— Prompt —
Among the entries below, how many lines include the string "hand"? Answer with only the number.
[[ Extracted data open ]]
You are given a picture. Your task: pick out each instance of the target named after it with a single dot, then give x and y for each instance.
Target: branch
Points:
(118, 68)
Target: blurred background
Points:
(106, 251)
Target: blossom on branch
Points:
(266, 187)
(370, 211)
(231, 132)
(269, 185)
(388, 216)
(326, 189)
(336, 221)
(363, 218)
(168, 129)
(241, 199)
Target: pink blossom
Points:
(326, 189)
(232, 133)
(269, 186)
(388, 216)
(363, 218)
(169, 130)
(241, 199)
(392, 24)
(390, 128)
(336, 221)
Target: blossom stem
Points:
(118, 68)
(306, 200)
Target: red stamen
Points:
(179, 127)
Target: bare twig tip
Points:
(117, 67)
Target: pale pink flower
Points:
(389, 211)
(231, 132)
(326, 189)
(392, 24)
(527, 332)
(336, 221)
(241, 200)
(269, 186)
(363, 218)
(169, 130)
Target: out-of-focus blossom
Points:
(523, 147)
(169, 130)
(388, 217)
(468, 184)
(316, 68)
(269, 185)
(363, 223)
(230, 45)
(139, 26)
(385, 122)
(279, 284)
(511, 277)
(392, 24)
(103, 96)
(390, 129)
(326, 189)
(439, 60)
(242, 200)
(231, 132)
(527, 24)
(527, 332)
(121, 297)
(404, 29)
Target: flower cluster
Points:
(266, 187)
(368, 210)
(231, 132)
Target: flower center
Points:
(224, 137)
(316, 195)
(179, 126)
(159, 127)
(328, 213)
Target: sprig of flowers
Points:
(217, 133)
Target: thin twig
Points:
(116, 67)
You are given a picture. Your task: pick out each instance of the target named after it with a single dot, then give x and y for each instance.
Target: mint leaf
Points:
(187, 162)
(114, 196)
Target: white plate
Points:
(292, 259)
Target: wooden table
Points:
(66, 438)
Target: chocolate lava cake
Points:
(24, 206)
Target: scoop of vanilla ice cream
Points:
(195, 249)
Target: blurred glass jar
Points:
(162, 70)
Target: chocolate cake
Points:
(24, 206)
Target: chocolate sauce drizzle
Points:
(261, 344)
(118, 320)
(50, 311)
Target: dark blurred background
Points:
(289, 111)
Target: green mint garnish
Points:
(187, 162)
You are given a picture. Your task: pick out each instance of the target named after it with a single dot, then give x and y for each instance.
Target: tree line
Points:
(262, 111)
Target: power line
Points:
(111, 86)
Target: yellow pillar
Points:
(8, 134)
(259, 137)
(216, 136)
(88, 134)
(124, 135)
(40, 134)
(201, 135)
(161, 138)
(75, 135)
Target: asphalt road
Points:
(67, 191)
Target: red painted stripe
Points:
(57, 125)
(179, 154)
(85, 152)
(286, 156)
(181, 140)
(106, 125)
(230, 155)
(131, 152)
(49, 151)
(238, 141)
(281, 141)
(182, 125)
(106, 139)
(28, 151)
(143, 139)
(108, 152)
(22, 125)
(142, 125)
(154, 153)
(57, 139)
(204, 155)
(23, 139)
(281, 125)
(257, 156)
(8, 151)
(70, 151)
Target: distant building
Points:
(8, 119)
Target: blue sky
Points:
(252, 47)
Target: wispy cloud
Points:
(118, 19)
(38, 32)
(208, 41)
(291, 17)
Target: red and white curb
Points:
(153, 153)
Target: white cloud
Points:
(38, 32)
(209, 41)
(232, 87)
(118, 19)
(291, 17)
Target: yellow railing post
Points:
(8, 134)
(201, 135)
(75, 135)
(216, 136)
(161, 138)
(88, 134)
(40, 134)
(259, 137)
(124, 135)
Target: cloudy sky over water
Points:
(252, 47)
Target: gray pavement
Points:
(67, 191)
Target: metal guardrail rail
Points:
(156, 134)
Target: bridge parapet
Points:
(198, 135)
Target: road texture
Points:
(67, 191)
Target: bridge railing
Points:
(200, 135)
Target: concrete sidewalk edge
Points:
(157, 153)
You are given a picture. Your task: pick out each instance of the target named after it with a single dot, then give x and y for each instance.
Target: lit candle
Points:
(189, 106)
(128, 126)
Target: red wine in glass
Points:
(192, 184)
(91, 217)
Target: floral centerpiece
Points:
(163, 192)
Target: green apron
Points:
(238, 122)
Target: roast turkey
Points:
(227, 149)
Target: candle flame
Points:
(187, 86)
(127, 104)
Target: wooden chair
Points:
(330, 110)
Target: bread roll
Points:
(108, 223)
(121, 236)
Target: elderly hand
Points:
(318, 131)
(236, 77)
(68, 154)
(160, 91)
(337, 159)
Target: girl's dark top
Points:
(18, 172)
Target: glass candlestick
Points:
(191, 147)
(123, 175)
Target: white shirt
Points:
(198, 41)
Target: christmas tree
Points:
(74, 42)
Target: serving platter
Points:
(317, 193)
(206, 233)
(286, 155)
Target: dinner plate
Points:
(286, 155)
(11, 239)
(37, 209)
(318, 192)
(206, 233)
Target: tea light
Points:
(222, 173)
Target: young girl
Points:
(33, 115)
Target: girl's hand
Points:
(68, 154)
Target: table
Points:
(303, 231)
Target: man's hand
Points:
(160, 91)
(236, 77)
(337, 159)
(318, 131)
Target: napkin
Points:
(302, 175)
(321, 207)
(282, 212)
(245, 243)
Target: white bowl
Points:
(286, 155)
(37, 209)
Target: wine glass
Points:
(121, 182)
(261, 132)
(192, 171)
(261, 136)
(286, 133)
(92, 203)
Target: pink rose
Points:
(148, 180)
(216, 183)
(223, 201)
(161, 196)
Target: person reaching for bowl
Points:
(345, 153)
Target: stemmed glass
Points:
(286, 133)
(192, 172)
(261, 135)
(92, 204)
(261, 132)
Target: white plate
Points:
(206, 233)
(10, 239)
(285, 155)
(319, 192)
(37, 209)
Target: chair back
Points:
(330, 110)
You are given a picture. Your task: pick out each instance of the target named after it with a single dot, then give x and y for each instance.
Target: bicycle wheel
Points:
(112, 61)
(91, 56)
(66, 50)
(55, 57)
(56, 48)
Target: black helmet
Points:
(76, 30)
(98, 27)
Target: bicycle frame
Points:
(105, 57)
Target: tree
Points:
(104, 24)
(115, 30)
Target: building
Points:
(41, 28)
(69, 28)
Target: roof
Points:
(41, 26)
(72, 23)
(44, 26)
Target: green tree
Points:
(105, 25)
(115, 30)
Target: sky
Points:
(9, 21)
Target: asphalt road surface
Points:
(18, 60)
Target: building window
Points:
[[ Extracted data closed ]]
— Solution to the exercise —
3